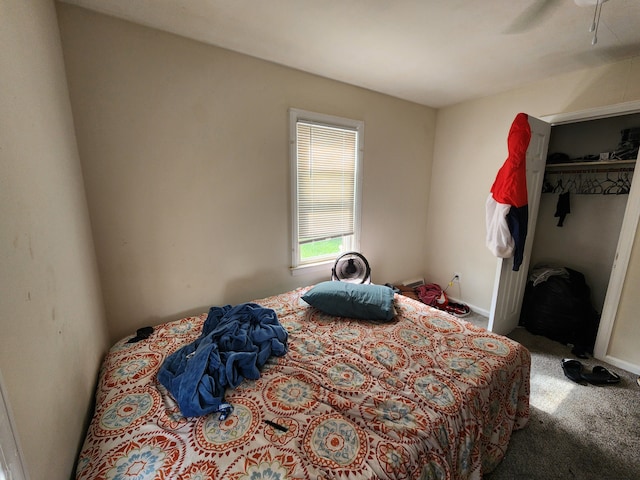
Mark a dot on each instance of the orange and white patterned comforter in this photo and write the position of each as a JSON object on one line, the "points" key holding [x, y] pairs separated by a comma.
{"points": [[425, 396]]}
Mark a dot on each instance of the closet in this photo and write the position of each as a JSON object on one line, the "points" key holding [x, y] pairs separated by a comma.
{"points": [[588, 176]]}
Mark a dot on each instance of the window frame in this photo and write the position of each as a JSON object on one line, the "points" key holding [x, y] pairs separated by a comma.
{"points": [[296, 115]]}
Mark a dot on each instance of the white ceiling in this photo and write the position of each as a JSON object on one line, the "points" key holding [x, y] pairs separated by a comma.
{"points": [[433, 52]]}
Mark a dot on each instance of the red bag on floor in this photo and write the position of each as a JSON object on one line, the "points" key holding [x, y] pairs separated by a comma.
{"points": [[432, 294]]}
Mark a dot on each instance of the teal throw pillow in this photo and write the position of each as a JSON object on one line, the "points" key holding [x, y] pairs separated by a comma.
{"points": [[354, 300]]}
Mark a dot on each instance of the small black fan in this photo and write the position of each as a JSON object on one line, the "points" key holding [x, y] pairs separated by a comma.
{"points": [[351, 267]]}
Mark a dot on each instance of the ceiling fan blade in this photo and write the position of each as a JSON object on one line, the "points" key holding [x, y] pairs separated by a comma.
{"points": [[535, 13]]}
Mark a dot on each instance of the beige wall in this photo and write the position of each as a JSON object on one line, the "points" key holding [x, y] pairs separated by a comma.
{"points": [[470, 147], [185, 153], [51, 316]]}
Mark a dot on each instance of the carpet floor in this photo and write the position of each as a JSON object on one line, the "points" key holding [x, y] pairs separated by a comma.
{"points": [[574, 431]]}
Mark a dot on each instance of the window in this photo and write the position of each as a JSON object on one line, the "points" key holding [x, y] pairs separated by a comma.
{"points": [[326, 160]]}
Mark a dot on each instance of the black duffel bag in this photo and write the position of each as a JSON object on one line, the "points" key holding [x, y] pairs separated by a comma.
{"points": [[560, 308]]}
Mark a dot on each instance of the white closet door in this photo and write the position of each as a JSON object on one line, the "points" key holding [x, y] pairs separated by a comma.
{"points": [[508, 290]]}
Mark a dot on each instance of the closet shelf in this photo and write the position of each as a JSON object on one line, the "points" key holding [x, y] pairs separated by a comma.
----------------
WHAT TO WORK ON: Copy the entries exactly. No pictures.

ANSWER BOX:
Mark a dot on each instance of the orange and white patterned comforter in this photo and write the position of each as a JSON object on one line, the "points" key holding [x, y] pairs separated by a comma.
{"points": [[425, 396]]}
Mark a dot on each instance of the closet in this photo and write the position of each as a JSON object on one line, the "points" key holding [x, y] pairs separated by a comma.
{"points": [[588, 176]]}
Mark a dot on each instance of the window frame in this photo and write the position of each as a JSON object on one line, the "points" key holding [x, y] pairs separated by a comma.
{"points": [[296, 115]]}
Mark a dot on each instance of the white ceiling in this photo and write the position of each as a JSON object on one line, the "points" key holding [x, y] pairs separated by a comma.
{"points": [[433, 52]]}
Mark a dot on each instance of the red bag on floor in this photo and write the position of each as a JSON object on one line, the "points" key holding [x, y] pairs separated by a comma.
{"points": [[432, 294]]}
Mark a dot on each instance of the teal throw pillow in this photo and write the position of each as a JSON object on one line, the "points" key holding [x, y] pairs separated by a comma.
{"points": [[354, 300]]}
Mark a dot on each instance of the small black fan in this photo and write the position of each as a JSON object on one line, the "points" key holding [x, y] pairs separated by a comma.
{"points": [[351, 267]]}
Mark a dot on each instance of the ceiling fan blade in this photo and write the position of each as a JSON object on one line, the "points" key holding [x, y] pairs separated by a comma.
{"points": [[535, 13]]}
Mark a dot on each instance of the beige wall in this photo and write the position of each as a JSON object on one line, the "points" key holding [x, y] pairs separated by a comma.
{"points": [[470, 147], [185, 153], [51, 316]]}
Mark a dot on each instance of the carpet floor in this photo and write the position of each as a JSON object on one line, the "points" key holding [x, y] pairs separated by a comma.
{"points": [[574, 431]]}
Mark a dot on each instance of the window in this photo and write the position of each as a JSON object on one line, the "points" key holding [x, y] pairs separated by a comma.
{"points": [[326, 160]]}
Mark a dot on each instance of the black duffel bag in this photo and write the position of each as a JSON object on one line, the "points" key holding [x, y] pairs separated by a comma.
{"points": [[560, 308]]}
Mark a dot on each instance of the white closet door in this photo and write the position of each as a JSON object on one line, the "points" key holding [x, y] pairs separated by a comma.
{"points": [[508, 290]]}
Mark a dot on each instance of the closet shelf in this photo and write the position of each as a JSON object on one line, the "points" key holding [x, y] pairs separated by a comma.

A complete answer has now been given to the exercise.